By ABDULKADIR SULAIMAN
The Federal Government last year, struck a deal with the Nigeria Labour Congress for the implementation of a minimum wage of N30, 000 upward from the present N18, 000.
The Federal Government and Labour earlier had a running battle with the Nigeria Governors Forum in arriving at the agreement for states and Local Government Areas to equally implement the minimum wage.
Indeed, as reported in the media, both the Federal and some state Governments have implemented the said wage for their staff.
However, the implementation of the new minimum wage came along with it some expected hiccups. The Federal Government itself, found a very challenging impending fiscal deficit in the offing regarding the financing of the new wage as worked out by the Federal Ministry of Finance.
This forced the Federal Government to foot-drag in its implementation of the agreement and later, worked out a formula of paying the minimum wage based of graduating percentage where grades levels one to seventeen were categorised with varying percentages of benefits.
Hence, the new agreement equally became particularly worrying to many states and local government areas due to the stark reality of their revenue and income base vis-a-vis the volume of liquidity required to finance the new regime of wages.
Very well-to-do states such as Lagos had no problem accommodating the new wages regime due to their robust internally generated revenue base.
The same applies to states enjoying special revenue allocation such as the 13% derivation formula in crude oil sales.
Some less privileged states who hurriedly implemented the new wage are now introducing many other avenues of using their left hands to retrieve what they actually gave out with their right hands. Significantly, all the Local Government Councils in such states are quietly groaning under the new arrangement.
——
- [Written task 1] Copy the passage of the minimum wage article word for word, starting with "Hence, the new" and going on through "regime of wages.".
- [Written task 2] Decide whether each statement below agrees with the minimum wage article, and for each one answer yes or no and quote the words from the article that decide it. (a) The new minimum wage was set at N30,000, up from N18,000. (b) Lagos had difficulty paying the new wages. (c) The Local Government Councils in the less privileged states are openly protesting the new arrangement.

- [Given information]
——
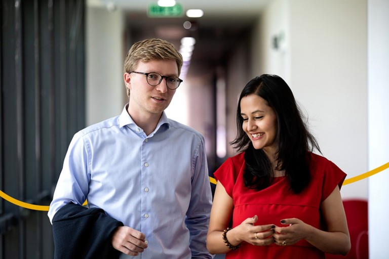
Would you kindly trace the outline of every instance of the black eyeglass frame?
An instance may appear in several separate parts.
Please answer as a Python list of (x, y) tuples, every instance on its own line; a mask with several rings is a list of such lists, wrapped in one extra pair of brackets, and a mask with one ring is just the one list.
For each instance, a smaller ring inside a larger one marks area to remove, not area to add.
——
- [Final result 1]
Hence, the new agreement equally became particularly worrying to many states and local government areas due to the stark reality of their revenue and income base vis-a-vis the volume of liquidity required to finance the new regime of wages.

- [Final result 2]
(a) Yes: "a minimum wage of N30, 000 upward from the present N18, 000."
(b) No: "Very well-to-do states such as Lagos had no problem accommodating the new wages regime due to their robust internally generated revenue base."
(c) No: "all the Local Government Councils in such states are quietly groaning under the new arrangement."